● Selected extract
Pirates of the Mediterranean
By ROBERT HARRIS
IN the autumn of 68 B.C. the world’s only military superpower was dealt a profound psychological blow by a daring terrorist attack on its very heart. Rome’s port at Ostia was set on fire, the consular war fleet destroyed, and two prominent senators, together with their bodyguards and staff, kidnapped.
The incident, dramatic though it was, has not attracted much attention from modern historians. But history is mutable. An event that was merely a footnote five years ago has now, in our post-9/11 world, assumed a fresh and ominous significance. For in the panicky aftermath of the attack, the Roman people made decisions that set them on the path to the destruction of their Constitution, their democracy and their liberty. One cannot help wondering if history is repeating itself.

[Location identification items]
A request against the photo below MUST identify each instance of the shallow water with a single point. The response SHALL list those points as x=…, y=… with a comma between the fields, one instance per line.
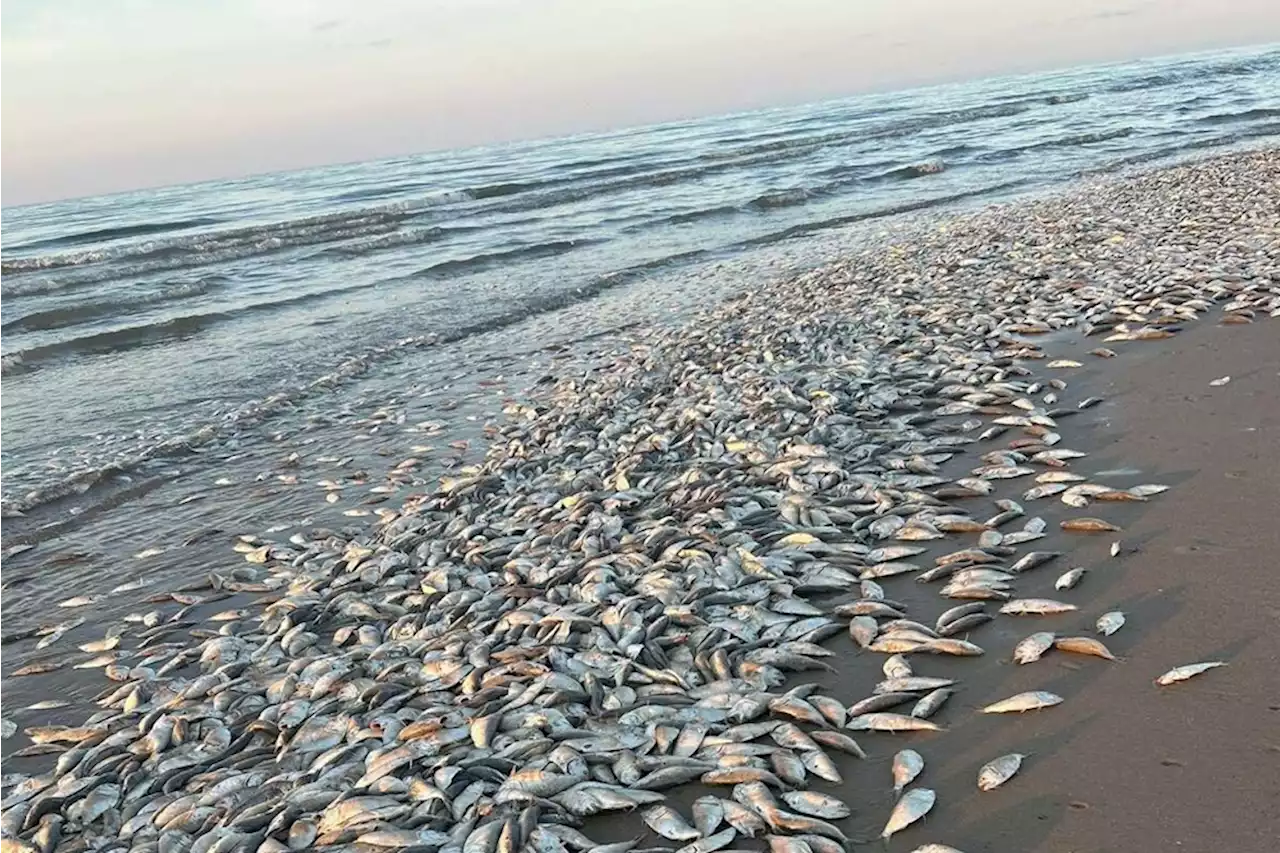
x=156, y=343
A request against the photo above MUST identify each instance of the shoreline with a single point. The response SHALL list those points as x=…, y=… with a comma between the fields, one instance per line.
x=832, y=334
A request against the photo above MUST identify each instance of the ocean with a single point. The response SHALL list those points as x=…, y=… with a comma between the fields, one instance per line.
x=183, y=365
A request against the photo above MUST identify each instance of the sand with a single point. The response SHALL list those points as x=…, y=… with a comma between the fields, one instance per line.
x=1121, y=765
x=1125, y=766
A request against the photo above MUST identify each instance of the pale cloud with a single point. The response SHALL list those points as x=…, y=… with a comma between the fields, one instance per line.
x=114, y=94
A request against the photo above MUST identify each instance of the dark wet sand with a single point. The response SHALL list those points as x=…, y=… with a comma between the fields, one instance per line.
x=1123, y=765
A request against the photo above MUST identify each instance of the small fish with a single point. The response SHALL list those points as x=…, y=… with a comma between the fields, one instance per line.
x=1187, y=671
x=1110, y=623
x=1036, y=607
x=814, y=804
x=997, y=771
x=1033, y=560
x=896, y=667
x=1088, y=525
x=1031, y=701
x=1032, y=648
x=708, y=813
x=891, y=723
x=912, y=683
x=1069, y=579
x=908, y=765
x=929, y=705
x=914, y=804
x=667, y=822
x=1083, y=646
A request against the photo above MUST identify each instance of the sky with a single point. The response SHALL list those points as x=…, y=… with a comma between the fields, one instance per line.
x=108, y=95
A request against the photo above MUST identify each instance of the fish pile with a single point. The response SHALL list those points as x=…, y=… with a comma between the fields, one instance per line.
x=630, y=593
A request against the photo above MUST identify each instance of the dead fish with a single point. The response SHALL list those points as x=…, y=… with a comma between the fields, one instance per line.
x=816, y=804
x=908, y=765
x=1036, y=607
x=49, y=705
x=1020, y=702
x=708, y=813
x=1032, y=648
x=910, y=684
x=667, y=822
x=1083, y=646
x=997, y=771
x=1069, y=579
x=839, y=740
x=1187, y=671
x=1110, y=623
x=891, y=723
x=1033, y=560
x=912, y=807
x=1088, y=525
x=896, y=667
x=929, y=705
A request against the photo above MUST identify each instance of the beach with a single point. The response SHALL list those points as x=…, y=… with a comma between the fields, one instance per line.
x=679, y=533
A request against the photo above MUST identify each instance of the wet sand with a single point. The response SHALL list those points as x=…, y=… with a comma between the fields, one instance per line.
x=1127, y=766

● Required work
A – For the article on the attack on Ostia, say whether each statement agrees with the text, answering yes or no and quoting the words that decide it: (i) The attack took place in the autumn of 68 B.C. (ii) Modern historians have paid close attention to the incident. (iii) Three senators were kidnapped.
B – Update the article on the attack on Ostia by writing out everything from "Pirates of the" down to "and staff, kidnapped.", with "kidnapped" changed to "taken hostage".
C – Write what comes next in the article on the attack on Ostia, picking up after its last sentence.

● Responses per task
A –
(i) Yes: "IN the autumn of 68 B.C. the world’s only military superpower was dealt a profound psychological blow"
(ii) No: "The incident, dramatic though it was, has not attracted much attention from modern historians."
(iii) No: "two prominent senators, together with their bodyguards and staff, kidnapped."

B –
Pirates of the Mediterranean
By ROBERT HARRIS
IN the autumn of 68 B.C. the world’s only military superpower was dealt a profound psychological blow by a daring terrorist attack on its very heart. Rome’s port at Ostia was set on fire, the consular war fleet destroyed, and two prominent senators, together with their bodyguards and staff, taken hostage.

C –
Consider the parallels. The perpetrators of this spectacular assault were not in the pay of any foreign power: no nation would have dared to attack Rome so provocatively. They were, rather, the disaffected of the earth: “The ruined men of all nations,” in the words of the great 19th-century German historian Theodor Mommsen, “a piratical state with a peculiar esprit de corps.”
Like Al Qaeda, these pirates were loosely organized, but able to spread a disproportionate amount of fear among citizens who had believed themselves immune from attack. To quote Mommsen again: “The Latin husbandman, the traveler on the Appian highway, the genteel bathing visitor at the terrestrial paradise of Baiae were no longer secure of their property or their life for a single moment.”
What was to be done? Over the preceding centuries, the Constitution of ancient Rome had developed an intricate series of checks and balances intended to prevent the concentration of power in the hands of a single individual. The consulship, elected annually, was jointly held by two men. Military commands were of limited duration and subject to regular renewal. Ordinary citizens were accustomed to a remarkable degree of liberty: the cry of “Civis Romanus sum” — “I am a Roman citizen” — was a guarantee of safety throughout the world.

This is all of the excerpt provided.